═══ Текст для чтения ═══

Для меня очень важно было прилагать свои силы к какому-то большому духовному делу. Я Вам уже рассказывал про православие. Но я понял несоответствие. Когда я начал общаться со священниками, когда я готовился к этому пути, я понял, что очень много противоречий. А это уже запрос духовный. Если ты священник, ты не формально должен вести литургию, ты должен входить в этот процесс, должен этим жить. Есть такие священники, конечно, которые создают особую атмосферу в храме. И конечно, это преображает людей. Это даёт реальную и огромную силу для жизни, для нравственной жизни. Мы говорим о высоких идеалах. Это есть в России, поэтому я поддерживаю православную церковь на самом деле. Мусульманство я не могу поддерживать, я не мусульманин, я его плохо знаю, даже Коран не полностью читал, общее представление только есть.

═══ Предоставленные данные ═══

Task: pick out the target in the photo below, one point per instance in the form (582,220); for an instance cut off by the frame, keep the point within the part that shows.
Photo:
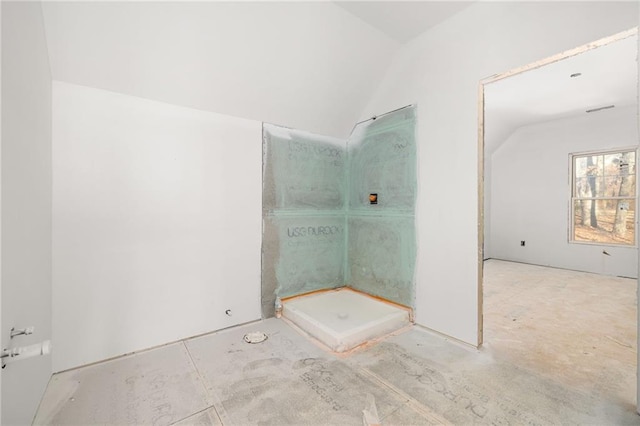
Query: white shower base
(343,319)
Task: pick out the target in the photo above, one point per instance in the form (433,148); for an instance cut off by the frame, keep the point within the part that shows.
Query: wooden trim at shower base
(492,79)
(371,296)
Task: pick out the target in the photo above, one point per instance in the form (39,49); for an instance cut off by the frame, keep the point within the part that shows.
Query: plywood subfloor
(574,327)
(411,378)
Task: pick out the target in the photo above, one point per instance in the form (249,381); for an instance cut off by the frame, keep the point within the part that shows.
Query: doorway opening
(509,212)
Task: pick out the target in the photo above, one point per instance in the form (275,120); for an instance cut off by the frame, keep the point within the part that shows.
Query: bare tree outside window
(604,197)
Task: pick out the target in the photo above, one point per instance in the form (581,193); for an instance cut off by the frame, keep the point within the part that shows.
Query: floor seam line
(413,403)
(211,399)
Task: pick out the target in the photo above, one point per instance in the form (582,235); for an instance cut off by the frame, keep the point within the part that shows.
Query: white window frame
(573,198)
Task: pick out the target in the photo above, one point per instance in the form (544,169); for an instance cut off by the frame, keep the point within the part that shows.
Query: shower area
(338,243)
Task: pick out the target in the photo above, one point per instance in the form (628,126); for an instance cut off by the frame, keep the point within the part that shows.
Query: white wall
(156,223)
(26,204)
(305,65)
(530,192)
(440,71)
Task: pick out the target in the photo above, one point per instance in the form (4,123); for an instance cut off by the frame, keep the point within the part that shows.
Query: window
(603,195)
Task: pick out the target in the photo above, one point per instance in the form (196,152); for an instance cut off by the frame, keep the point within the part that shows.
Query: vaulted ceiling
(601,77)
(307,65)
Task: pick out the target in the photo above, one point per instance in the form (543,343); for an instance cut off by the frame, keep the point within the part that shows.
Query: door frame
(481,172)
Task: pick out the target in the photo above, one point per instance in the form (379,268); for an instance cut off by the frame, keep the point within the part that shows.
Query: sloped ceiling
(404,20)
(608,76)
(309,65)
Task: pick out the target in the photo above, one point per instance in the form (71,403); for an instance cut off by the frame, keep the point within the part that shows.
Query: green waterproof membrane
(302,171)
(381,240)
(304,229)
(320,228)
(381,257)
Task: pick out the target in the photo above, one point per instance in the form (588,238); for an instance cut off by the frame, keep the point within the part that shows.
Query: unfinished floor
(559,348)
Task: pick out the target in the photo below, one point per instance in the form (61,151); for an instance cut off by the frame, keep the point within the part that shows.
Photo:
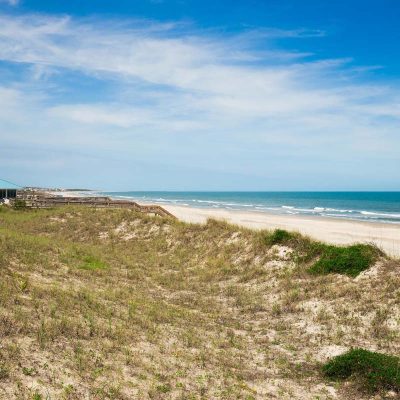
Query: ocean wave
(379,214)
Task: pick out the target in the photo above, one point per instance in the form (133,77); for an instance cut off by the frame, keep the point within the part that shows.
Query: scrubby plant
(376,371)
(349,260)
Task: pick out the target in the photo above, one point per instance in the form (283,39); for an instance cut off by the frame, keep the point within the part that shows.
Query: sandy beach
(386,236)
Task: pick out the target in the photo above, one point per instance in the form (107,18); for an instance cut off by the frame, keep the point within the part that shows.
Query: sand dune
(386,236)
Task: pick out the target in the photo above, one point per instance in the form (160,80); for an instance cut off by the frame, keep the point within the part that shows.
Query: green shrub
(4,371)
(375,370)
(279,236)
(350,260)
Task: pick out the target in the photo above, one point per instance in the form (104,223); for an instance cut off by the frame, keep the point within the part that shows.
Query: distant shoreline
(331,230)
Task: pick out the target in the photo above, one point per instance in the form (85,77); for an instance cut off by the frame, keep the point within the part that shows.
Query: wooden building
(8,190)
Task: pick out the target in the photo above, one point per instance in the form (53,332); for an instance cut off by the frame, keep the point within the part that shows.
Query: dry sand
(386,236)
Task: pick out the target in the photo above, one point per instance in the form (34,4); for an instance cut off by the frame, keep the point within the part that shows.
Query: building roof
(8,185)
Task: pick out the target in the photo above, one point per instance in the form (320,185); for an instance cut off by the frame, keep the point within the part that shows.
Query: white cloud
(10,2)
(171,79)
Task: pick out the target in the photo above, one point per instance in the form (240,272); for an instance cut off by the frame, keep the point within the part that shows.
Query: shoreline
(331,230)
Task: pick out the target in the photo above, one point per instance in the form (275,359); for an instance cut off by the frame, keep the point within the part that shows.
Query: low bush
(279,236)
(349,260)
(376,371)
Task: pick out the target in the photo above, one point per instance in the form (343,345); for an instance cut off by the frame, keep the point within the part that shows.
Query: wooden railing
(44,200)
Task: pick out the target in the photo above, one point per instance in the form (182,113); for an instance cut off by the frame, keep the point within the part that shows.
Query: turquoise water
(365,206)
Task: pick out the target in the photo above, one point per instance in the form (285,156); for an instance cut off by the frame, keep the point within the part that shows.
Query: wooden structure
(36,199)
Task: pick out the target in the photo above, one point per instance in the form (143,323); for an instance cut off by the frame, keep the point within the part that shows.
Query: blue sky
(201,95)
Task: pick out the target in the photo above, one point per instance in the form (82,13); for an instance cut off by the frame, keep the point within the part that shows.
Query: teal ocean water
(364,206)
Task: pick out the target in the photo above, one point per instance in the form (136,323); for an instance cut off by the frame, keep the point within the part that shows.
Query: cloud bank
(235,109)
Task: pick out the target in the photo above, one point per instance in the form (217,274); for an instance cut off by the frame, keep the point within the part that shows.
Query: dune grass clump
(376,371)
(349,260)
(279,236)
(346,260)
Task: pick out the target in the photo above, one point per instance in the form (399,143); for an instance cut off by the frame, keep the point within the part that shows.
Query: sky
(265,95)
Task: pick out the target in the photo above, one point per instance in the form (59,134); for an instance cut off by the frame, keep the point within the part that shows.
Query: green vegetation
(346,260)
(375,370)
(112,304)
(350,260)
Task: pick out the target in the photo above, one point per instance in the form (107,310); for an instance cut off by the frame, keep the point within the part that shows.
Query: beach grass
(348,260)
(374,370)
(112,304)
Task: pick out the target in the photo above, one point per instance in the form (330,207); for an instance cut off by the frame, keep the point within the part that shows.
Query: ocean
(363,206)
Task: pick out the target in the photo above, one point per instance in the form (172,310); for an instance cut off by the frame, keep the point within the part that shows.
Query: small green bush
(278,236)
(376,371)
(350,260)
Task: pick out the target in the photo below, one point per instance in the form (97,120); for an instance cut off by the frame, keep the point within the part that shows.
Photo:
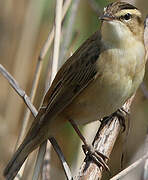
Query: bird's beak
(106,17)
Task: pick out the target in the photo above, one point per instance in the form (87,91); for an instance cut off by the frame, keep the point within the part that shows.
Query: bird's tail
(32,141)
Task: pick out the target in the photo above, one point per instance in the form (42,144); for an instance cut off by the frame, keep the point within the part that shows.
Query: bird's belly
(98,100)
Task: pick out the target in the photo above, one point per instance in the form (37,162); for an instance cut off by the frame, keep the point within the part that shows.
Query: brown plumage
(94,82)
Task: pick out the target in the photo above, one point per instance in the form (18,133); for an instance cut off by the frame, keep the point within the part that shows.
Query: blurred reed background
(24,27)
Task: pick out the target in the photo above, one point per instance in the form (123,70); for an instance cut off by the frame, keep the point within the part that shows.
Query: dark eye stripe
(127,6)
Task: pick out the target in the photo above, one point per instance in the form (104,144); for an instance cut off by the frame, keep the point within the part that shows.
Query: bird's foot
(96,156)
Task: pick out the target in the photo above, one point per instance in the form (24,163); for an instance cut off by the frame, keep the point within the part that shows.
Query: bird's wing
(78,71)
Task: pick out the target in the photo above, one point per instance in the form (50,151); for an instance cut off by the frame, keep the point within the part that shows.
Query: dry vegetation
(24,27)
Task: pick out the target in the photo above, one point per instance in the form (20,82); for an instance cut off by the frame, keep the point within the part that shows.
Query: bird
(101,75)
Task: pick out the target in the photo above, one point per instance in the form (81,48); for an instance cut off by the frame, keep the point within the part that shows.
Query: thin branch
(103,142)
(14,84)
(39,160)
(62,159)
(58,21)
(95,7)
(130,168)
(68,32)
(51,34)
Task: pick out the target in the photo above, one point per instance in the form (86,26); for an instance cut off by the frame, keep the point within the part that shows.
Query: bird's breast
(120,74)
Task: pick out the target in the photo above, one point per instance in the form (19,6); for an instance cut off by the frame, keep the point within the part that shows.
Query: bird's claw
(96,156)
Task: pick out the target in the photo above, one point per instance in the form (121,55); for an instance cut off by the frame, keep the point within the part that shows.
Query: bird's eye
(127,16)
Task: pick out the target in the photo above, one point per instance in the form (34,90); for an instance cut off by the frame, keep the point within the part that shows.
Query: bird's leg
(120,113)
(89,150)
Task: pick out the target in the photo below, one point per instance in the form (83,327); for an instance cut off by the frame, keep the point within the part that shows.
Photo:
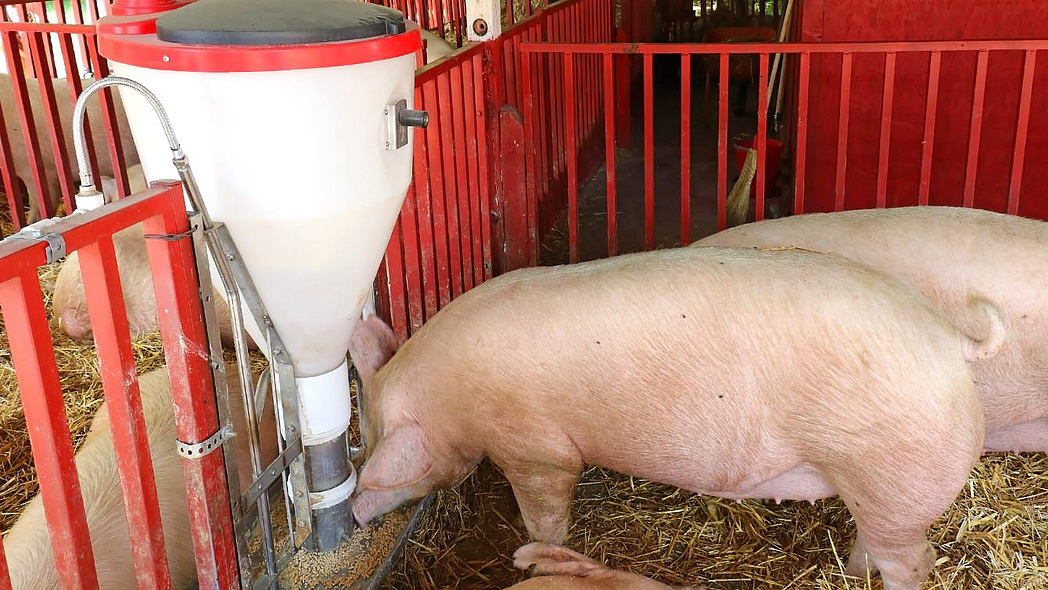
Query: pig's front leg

═══

■ **Обязательные задания**:
a: Кратко изложите текст для чтения в двух предложениях.
b: Что, согласно тексту для чтения, создают в храме некоторые священники?
c: В последнем предложении текста для чтения за словами «Мусульманство я не могу поддерживать» следуют утверждения говорящего о себе. Перечислите их все.

■ **Ответы к упражнению**:
a: Говорящему было важно приложить силы к большому духовному делу, но, общаясь со священниками во время подготовки к этому пути, он увидел много противоречий. Он считает, что священник должен не формально вести литургию, а жить ею, и поддерживает православную церковь, а мусульманство поддержать не может, так как плохо его знает.

b: Особую атмосферу.

c:
- я не мусульманин
- я его плохо знаю
- даже Коран не полностью читал
- общее представление только есть